**Exercise aim:** Every line of the material below should be repeated exactly.

**Data shown:**
-- BEGIN --
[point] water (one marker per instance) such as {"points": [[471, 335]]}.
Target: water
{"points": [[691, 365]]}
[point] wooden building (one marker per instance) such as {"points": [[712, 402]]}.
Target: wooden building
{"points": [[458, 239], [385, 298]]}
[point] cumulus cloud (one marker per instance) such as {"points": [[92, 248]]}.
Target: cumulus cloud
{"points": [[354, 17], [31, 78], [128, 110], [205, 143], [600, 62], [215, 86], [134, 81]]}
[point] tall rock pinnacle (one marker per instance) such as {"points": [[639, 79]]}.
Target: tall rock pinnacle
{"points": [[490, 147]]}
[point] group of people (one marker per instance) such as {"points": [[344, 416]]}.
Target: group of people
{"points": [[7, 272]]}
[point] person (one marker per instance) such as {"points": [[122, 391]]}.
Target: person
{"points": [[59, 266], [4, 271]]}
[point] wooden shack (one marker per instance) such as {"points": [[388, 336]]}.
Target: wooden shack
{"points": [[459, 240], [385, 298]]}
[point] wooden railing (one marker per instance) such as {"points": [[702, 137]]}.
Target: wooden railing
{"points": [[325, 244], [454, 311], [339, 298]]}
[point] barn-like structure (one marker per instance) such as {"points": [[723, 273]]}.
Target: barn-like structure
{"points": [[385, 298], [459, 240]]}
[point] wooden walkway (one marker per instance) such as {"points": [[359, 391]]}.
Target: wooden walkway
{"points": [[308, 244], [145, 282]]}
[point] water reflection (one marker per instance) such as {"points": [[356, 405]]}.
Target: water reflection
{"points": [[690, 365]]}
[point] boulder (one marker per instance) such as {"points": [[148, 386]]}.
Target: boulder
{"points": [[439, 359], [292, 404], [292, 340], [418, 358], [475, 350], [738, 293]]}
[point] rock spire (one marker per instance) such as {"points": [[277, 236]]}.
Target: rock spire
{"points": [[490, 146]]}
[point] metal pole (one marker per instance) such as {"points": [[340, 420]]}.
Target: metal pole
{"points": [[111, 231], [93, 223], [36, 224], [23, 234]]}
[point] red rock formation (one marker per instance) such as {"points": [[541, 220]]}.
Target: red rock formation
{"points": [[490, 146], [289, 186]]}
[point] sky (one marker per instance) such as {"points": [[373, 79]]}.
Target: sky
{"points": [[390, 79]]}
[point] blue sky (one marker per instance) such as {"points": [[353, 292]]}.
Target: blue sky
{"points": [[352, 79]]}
-- END --
**Exercise result:**
[point] water (one marker per instance) such as {"points": [[471, 335]]}.
Target: water
{"points": [[691, 365]]}
[point] wooden building (one marker per instance) such as {"points": [[712, 402]]}.
Target: wooden building
{"points": [[458, 239], [385, 298]]}
[point] cumulus cloud (one marker per instance) such as {"points": [[92, 248]]}.
Target: cumulus cloud
{"points": [[354, 17], [31, 78], [128, 110], [205, 143], [600, 62], [215, 86], [134, 81]]}
[point] tall rock pinnacle (one marker per instance) such as {"points": [[639, 79]]}.
Target: tall rock pinnacle
{"points": [[490, 147]]}
[point] group of people (one marker per instance) such as {"points": [[344, 416]]}.
Target: group of people
{"points": [[7, 272]]}
[point] person (one marker per instance) such as {"points": [[122, 391]]}.
Target: person
{"points": [[59, 266], [4, 271]]}
[point] wooden shack (one marker per instance) such as {"points": [[388, 336]]}.
Target: wooden shack
{"points": [[459, 240], [385, 298]]}
[point] wooden railing (one marker per instance) such as {"points": [[702, 137]]}.
Target: wooden railing
{"points": [[325, 244], [454, 311], [339, 298]]}
[point] barn-like structure (one marker per instance) such as {"points": [[723, 273]]}.
Target: barn-like structure
{"points": [[385, 298], [459, 240]]}
[point] wooden walkway (one marker per instance) such as {"points": [[359, 391]]}.
Target: wooden walkway
{"points": [[308, 244], [145, 282]]}
[point] water reflection (one marker per instance) such as {"points": [[356, 405]]}.
Target: water reflection
{"points": [[690, 365]]}
[point] boulder (one marker per instance) such as {"points": [[148, 386]]}.
Target: boulder
{"points": [[439, 359], [292, 404], [292, 340], [418, 358], [475, 350], [738, 293]]}
[point] rock spire (one marker per instance) such as {"points": [[277, 236]]}.
Target: rock spire
{"points": [[490, 146]]}
[point] metal pole (one marker per instance) such as {"points": [[340, 420]]}.
Target: metal pole
{"points": [[111, 231], [93, 223], [36, 224], [23, 234]]}
[point] red rock formation (one marker per instance) such as {"points": [[541, 220]]}.
Target: red rock formation
{"points": [[490, 146], [289, 186]]}
[point] sky (one marker per instance) such as {"points": [[373, 79]]}.
Target: sky
{"points": [[390, 79]]}
[point] blue sky (one marker per instance) such as {"points": [[353, 292]]}.
Target: blue sky
{"points": [[352, 79]]}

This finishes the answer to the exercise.